■ Task ■
Retype all entries exactly, skipping pictures.

■ Supplied material ■
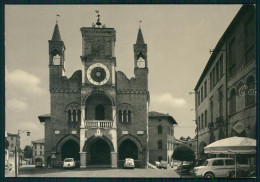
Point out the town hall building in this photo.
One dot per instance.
(97, 116)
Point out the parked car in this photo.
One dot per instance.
(38, 164)
(216, 167)
(8, 166)
(69, 163)
(129, 163)
(157, 164)
(163, 165)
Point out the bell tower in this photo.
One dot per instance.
(56, 57)
(140, 59)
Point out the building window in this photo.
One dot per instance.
(100, 112)
(159, 144)
(211, 81)
(79, 115)
(221, 67)
(199, 98)
(199, 123)
(202, 121)
(120, 116)
(232, 102)
(206, 118)
(217, 72)
(250, 40)
(205, 89)
(74, 115)
(250, 92)
(129, 116)
(214, 76)
(232, 59)
(69, 115)
(159, 129)
(124, 116)
(201, 91)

■ Answer section ■
Point out the town hall building in this photo.
One dot per instance.
(97, 116)
Point out the parked car in this photo.
One dot per instance.
(38, 164)
(216, 167)
(8, 166)
(69, 163)
(129, 163)
(157, 164)
(163, 165)
Point out the bell tower in this photo.
One dot per instance.
(56, 57)
(140, 59)
Point out the building window in this photo.
One dot per instance.
(100, 112)
(159, 144)
(211, 81)
(79, 115)
(221, 67)
(199, 98)
(199, 123)
(202, 121)
(120, 116)
(232, 102)
(206, 118)
(217, 72)
(250, 40)
(205, 89)
(74, 115)
(250, 92)
(129, 116)
(214, 76)
(232, 59)
(69, 115)
(159, 129)
(124, 116)
(201, 91)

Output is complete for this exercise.